INSTRUCTIONS FOR THE TASK —
Reproduce all of the material below line for line, with no changes.

-- START WORKING DATA --

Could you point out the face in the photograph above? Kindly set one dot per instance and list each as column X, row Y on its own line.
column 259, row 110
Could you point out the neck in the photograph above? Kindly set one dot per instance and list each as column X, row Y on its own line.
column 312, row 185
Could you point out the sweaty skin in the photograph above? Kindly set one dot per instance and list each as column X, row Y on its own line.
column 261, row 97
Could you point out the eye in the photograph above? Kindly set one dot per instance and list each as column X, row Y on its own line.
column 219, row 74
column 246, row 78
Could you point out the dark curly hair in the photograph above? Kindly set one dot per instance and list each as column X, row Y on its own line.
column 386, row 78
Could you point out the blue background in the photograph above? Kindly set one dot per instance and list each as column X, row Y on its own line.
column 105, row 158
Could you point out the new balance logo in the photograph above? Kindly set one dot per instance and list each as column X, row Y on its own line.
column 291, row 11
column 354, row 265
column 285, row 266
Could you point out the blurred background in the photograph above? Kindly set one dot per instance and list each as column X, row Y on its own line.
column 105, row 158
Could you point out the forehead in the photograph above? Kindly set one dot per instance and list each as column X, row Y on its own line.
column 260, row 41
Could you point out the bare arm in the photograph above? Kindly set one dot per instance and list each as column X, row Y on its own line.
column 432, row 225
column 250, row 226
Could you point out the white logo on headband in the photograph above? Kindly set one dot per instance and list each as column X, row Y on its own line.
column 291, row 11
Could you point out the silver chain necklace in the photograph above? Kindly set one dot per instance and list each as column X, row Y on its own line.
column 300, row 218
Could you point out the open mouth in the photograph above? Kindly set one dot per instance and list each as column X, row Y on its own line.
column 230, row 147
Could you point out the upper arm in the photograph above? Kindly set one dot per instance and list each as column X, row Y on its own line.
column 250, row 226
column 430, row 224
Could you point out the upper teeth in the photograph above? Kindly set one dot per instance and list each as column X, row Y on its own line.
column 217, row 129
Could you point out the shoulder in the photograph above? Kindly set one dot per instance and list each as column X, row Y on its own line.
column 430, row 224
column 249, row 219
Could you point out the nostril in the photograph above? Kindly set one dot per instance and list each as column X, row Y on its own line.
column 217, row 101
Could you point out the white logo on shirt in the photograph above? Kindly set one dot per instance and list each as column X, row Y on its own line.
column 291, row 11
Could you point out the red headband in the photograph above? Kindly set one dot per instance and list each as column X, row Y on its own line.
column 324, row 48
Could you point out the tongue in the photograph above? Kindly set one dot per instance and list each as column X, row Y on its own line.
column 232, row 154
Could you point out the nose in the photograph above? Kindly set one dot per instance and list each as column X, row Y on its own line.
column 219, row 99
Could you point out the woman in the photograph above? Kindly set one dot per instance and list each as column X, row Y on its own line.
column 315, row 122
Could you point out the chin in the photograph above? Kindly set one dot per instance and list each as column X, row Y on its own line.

-- END WORKING DATA --

RESULT FOR THIS EXERCISE —
Could you point out the face in the photograph above? Kindly set one dot per instance and list each as column X, row Y on its own line.
column 259, row 110
Could you point out the neck in the photograph above? Kindly set one dot per instance and list each as column X, row Y on its own line.
column 312, row 185
Could you point out the sweaty skin in the photograph above? Kindly set one dot per instance and list each as column X, row Y on its own line.
column 261, row 97
Could you point out the eye in the photograph above? Kindly set one dot per instance and list each as column X, row Y on its own line.
column 219, row 74
column 246, row 78
Could you point out the dark curly hair in the photograph above? Kindly set one dot per instance and list each as column X, row Y on its own line.
column 386, row 78
Could you point out the blue background in the photograph above? Kindly set one dot per instance and list each as column X, row Y on its own line.
column 105, row 158
Could you point out the new balance logo in the photograph above? Kindly set one dot per instance and list each as column X, row Y on its own line.
column 291, row 11
column 354, row 265
column 285, row 266
Could you point out the blurred background in the photograph above? Kindly set one dot per instance and list each as column X, row Y on its own line.
column 105, row 158
Could you point out the forehead in the photograph above? Kindly set one dot per instance and list each as column X, row Y on its own line.
column 260, row 41
Could you point out the bare arm in the photograph above? Kindly set one dot per instance and list each as column X, row Y on its own line.
column 432, row 225
column 250, row 226
Could you point out the white logo on headband in the photograph above? Kindly set one dot per instance and list each as column X, row Y on its own line.
column 291, row 11
Could you point out the silver chain necklace in the photograph above? Kindly set one dot per instance and list each as column X, row Y on its own line.
column 300, row 218
Could you point out the open mouth in the photograph above? Kindly set one dot per instance and list each as column X, row Y on its own line.
column 230, row 147
Could you point out the upper arm in the photograph above? Kindly set one dot per instance and list each as column X, row Y on its own line.
column 250, row 226
column 430, row 224
Could you point out the upper teeth in the photograph above? Kindly set one dot per instance and list each as column X, row Y on its own line.
column 217, row 129
Could you point out the shoulder in the photograph above? Kindly set one dot per instance and list each as column X, row Y on its own line.
column 430, row 224
column 249, row 219
Could you point out the nostril in the photograph above? Kindly set one dot per instance and list each as column X, row Y on its own line.
column 217, row 101
Could you point out the white logo on shirt in the photograph above? Kindly set one dot per instance and list each as column X, row Y on its own line.
column 291, row 11
Could you point out the red headband in the photograph above? Kindly set one dot per instance and list each as column X, row Y on its own line.
column 324, row 48
Could you point out the tongue in the photograph above? Kindly set one dot per instance and list each as column X, row Y on its own line.
column 232, row 154
Could you point out the nose in the photograph above? Kindly set one dot per instance and list each as column X, row Y on its own line.
column 219, row 99
Could you point out the woman in the photograph above? Kindly set one dot per instance and list each as column X, row Y on its own line.
column 315, row 122
Could you point out the chin in the photograph above? Kindly set one dot per instance and list each as column X, row Y on its own line.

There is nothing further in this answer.